● What is expected:
Retype the passage of the article on low-cost credit for India's small retailers that opens with the words containing "Owners of small" and closes with "restart their businesses.".

By Sarita Chaganti Singh and Shivangi Acharya
NEW DELHI (Reuters) - The Indian government may offer low-cost credit to small retailers and ease some rules governing the sector, two officials said, as Prime Minister Narendra Modi moves to shore up a large voter base that is losing business to e-commerce giants.
The proposal, which could be announced next month in the last full budget before the 2024 general election, aims to revive growth in the smaller physical retail sector which has been hit by the entry of companies such as Amazon, Flipkart, Tata Group-backed BigBasket and Reliance Industries.
“The government is working on a policy through which easy credit can be made available at low interest rates. Affordable and easy loans against inventories is one of the options,” a government official, who declined to be named, told Reuters.
The commerce ministry did not reply to a request for comment.
Neither of the officials provided details on how banks would be compensated for providing cheap loans.
The policy would also replace licensing requirements for new shops and renewals with a simple online process.
Retail stores currently require between 25 and 50 different licences, some of which must be renewed annually, Kumar Rajagopalan, chief executive officer of the Retailers Association of India (RAI), said.
Owners of small shops selling household items ranging from vegetables to refrigerators are considered a key voter base for the Bharatiya Janata Party but they have suffered a number of setbacks since Modi came to power.
In a bid to formalise the economy and increase the number of tax payers, Modi banned high value notes in 2016 and later introduced a goods and services tax that hit small businesses the hardest.
The pandemic also caused small business losses to mount while online giants gained momentum, prompting the government in 2020 to offer one-year collateral-free working capital loans of up to $123 to help street vendors restart their businesses.
The share of e-commerce in India's retail space is expected to grow to nearly 19% by 2030 from 7% currently, according to a 2022 RAI report.
"Many small retail set ups have faced closure because of e-commerce platforms. We have proposed uniform guidelines to address issues hindering a healthy environment," another government official said.

Items drawn from a data source:

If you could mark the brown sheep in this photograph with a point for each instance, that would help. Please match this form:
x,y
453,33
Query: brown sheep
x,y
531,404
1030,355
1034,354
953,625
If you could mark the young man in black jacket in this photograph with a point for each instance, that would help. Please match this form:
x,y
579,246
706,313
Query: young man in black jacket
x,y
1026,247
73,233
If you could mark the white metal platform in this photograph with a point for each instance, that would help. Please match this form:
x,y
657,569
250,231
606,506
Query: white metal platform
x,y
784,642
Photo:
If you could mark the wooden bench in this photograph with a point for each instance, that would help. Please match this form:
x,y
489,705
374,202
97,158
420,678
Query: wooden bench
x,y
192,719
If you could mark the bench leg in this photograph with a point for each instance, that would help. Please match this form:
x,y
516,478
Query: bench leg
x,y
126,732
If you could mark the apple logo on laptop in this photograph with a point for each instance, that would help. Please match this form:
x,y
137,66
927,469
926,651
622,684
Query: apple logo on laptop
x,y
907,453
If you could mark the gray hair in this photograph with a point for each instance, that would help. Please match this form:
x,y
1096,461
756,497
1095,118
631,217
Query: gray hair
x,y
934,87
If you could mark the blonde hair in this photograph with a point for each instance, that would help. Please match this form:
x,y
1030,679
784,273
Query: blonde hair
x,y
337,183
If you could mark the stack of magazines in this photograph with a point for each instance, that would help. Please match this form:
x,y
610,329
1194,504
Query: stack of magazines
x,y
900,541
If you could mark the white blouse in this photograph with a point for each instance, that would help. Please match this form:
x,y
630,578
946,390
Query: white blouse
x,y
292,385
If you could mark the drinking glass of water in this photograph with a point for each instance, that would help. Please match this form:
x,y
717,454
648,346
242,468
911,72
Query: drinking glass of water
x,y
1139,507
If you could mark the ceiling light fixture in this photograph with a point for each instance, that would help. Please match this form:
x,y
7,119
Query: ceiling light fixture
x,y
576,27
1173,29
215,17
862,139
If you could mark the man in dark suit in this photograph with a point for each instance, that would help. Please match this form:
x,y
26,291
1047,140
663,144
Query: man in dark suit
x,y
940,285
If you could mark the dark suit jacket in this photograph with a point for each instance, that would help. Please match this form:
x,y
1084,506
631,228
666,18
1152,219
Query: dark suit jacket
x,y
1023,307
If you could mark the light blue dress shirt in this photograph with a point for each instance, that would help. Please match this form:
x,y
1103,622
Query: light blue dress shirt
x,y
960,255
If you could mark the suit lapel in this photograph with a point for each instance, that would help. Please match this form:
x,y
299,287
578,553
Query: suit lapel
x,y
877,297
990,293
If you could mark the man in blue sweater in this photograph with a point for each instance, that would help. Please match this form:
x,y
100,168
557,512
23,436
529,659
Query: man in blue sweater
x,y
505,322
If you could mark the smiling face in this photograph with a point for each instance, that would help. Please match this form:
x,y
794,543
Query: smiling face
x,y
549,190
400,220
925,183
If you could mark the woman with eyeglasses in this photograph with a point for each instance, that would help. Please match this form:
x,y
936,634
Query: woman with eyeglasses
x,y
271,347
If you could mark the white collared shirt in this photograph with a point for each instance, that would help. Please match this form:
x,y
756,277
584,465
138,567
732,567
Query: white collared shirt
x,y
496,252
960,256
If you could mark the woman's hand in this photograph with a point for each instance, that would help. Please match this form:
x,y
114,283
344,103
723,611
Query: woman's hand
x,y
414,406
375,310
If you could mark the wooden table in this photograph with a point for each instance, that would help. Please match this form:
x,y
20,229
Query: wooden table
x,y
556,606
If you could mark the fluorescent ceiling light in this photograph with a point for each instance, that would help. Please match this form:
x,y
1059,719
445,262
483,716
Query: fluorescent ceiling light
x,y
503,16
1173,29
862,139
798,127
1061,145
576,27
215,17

● Solution to this problem:
Owners of small shops selling household items ranging from vegetables to refrigerators are considered a key voter base for the Bharatiya Janata Party but they have suffered a number of setbacks since Modi came to power.
In a bid to formalise the economy and increase the number of tax payers, Modi banned high value notes in 2016 and later introduced a goods and services tax that hit small businesses the hardest.
The pandemic also caused small business losses to mount while online giants gained momentum, prompting the government in 2020 to offer one-year collateral-free working capital loans of up to $123 to help street vendors restart their businesses.